=== PROBLEM DESCRIPTION ===
Transcribe every line of the listing below without any deviation.
┌──
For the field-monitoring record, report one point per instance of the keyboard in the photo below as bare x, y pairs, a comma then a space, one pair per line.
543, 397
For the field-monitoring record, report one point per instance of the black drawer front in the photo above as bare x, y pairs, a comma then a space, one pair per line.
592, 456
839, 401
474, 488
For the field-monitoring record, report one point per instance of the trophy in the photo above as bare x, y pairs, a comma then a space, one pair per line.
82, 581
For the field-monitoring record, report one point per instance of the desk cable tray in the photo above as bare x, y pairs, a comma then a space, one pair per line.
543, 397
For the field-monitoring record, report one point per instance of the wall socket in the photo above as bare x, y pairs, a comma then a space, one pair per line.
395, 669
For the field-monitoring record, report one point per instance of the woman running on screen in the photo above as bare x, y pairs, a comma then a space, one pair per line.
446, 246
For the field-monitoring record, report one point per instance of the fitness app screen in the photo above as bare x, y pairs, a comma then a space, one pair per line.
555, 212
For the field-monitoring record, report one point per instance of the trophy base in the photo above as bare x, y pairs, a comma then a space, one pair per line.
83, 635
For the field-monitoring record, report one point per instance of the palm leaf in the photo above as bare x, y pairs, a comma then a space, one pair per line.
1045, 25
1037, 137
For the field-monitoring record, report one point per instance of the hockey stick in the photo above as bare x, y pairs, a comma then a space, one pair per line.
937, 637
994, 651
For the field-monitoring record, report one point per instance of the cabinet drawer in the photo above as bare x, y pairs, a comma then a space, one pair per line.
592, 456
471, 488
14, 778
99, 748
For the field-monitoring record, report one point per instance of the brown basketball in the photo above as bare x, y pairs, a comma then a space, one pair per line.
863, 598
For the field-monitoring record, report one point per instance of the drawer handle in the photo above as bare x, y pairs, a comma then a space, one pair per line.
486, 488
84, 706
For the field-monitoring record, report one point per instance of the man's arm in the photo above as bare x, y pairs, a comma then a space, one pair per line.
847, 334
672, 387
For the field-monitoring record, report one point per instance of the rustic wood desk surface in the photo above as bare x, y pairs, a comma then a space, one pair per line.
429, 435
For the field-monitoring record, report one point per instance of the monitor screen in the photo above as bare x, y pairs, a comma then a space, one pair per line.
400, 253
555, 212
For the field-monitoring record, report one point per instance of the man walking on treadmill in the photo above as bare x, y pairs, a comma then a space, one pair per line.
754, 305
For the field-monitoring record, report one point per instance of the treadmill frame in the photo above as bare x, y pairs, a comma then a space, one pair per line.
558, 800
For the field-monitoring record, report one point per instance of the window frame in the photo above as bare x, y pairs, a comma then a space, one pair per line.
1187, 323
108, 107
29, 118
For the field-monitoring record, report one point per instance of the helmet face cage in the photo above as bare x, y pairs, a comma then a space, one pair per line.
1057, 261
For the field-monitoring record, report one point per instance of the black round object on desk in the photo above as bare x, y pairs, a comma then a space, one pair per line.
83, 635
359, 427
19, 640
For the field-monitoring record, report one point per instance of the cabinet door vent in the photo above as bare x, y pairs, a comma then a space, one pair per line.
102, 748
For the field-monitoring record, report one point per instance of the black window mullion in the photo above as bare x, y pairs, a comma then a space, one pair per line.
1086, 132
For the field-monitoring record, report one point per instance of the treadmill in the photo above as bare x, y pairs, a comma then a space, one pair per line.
└──
=== RESULT OF THE TASK ===
For the field-monitoring record, report one point per instance of the keyboard in the photo below as bare x, y pairs, a comma then a space, one pair per line.
543, 397
For the field-monitoring record, report one point per instance of the black drawer front in the photo above as bare x, y pairs, a comma then a space, one pair per line.
592, 456
839, 401
474, 488
For the field-monitoring record, report one point per instance of the trophy in the photo above as bare x, y pairs, a comma then a space, one pair per line.
82, 581
For the field-monitoring record, report one point per instance of the desk cable tray in the photo above as bare x, y pairs, a comma then a space, one pair per line.
543, 397
For the field-monitoring record, report one point per instance of the wall socket in the photo above as bare x, y pairs, a comma then a space, one pair per line.
395, 669
For the field-monitoring record, report one point per instance of the woman running on screen in the photo above as bare x, y pairs, a comma then a space, one pair per line.
446, 246
For the field-monitoring record, report one point per instance of the fitness app screen in the photo above as bare x, y pairs, a comma then a space, one pair per line.
555, 212
For the field-monitoring record, report one point per instance of the trophy base in the photo above as bare x, y pairs, a comma then a space, one pair per line.
83, 635
For the field-monitoring record, report one point per instance of the palm leaf in the photo above as bare x, y pairs, a comma then a space, one pair per line.
1045, 25
1037, 137
For the field-monitoring record, report one point per instance of the hockey stick in the photo above as bare x, y pairs, a comma then a space, one pair per line.
937, 637
994, 651
For the field-monitoring record, report one point per instance of the cabinet drawer in the photo above as bare x, y pairs, a comma then a space, one pair per line.
592, 456
471, 488
14, 778
99, 748
For the field-monitoring record, report one point per instance of the brown basketball in the photo above as bare x, y pairs, a comma then a space, one pair per line.
863, 598
For the field-monitoring record, report one point per instance of the drawer handle in the photo above as bare x, y pairs, a comma then a space, one pair per line.
486, 488
84, 706
For the field-monitoring record, report one point per instance of the man's arm in the photo above as bare x, y pairs, a comma then a space, one pair per line.
847, 334
672, 387
For the field-monitoring record, report one point per instance of the rustic wood desk surface in the photo above as bare x, y pairs, a comma then a space, one pair per line.
429, 435
For the field-monitoring record, report one point per instance of the monitor screen in the photo above as bare x, y pairs, a comma then a space, one pair per line.
400, 253
555, 212
For the field-monitoring record, report one point per instance of the man walking on treadmill in the photo above as bare x, y pairs, a comma then a space, one pair per line.
754, 305
For the field-monitoring record, report one point per instance of the treadmill frame in the photo above as bare x, y pairs, a comma then a space, one pair per line.
558, 800
For the field-monitoring record, report one point per instance of the window frame in the photo above as bare x, y pairs, a comma then a space, one pair per line.
1187, 323
108, 107
29, 118
For the field-monitoring record, report one point per instance of the helmet face cage in the photo above as bare x, y pairs, a comma then a space, one pair per line.
1057, 261
For the field-monitoring record, report one point per instance of the black round object on desk in the photo above as bare x, y pairs, a comma then a space, one pair per line.
83, 635
359, 427
19, 640
For the field-monitoring record, report one point per instance of the cabinet door vent in the photo above as bare x, y pairs, a comma then a space, one pair per line.
102, 748
For the field-monitoring record, report one point per instance of the black window mullion in the photo above as bare x, y pairs, a comma then a space, one pair per line.
1086, 132
For the field-monitoring record, report one point per instance of the treadmill in the photo above as bare x, y pairs, a comma then a space, one pair per line.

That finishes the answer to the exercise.